**Passage shown**
-- Begin --
[<prev] [next>] [<thread-prev] [thread-next>] [day] [month] [year] [list]
Message-ID: <20181213092619-mutt-send-email-mst@kernel.org>
Date: Thu, 13 Dec 2018 09:29:10 -0500
From: "Michael S. Tsirkin" <mst@...hat.com>
To: jiangyiwen <jiangyiwen@...wei.com>
Cc: Stefan Hajnoczi <stefanha@...hat.com>,
Jason Wang <jasowang@...hat.com>, netdev@...r.kernel.org,
kvm@...r.kernel.org, virtualization@...ts.linux-foundation.org
Subject: Re: [PATCH v2 3/5] VSOCK: support receive mergeable rx buffer in
guest
On Thu, Dec 13, 2018 at 10:38:09AM +0800, jiangyiwen wrote:
> Hi Michael,
>
> On 2018/12/12 23:31, Michael S. Tsirkin wrote:
> > On Wed, Dec 12, 2018 at 05:31:39PM +0800, jiangyiwen wrote:
> >> Guest receive mergeable rx buffer, it can merge
> >> scatter rx buffer into a big buffer and then copy
> >> to user space.
> >>
> >> In addition, it also use iovec to replace buf in struct
> >> virtio_vsock_pkt, keep tx and rx consistency. The only
> >> difference is now tx still uses a segment of continuous
> >> physical memory to implement.
-- End --
Write the next part of the VSOCK mergeable rx buffer mailing-list message, picking up after its last line.

**Dataset**
-- Begin --
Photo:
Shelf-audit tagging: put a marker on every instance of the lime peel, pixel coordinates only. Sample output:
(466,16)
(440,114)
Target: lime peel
-- End --
**Exercise answer**
> >>
> >> Signed-off-by: Yiwen Jiang <jiangyiwen@...wei.com>
> >> ---
> >> drivers/vhost/vsock.c | 31 +++++++---
> >> include/linux/virtio_vsock.h | 6 +-
> >> net/vmw_vsock/virtio_transport.c | 105 ++++++++++++++++++++++++++++----
> >> net/vmw_vsock/virtio_transport_common.c | 59 ++++++++++++++----
> >> 4 files changed, 166 insertions(+), 35 deletions(-)
> >
> >
> > This was supposed to be a guest patch, why is vhost changed here?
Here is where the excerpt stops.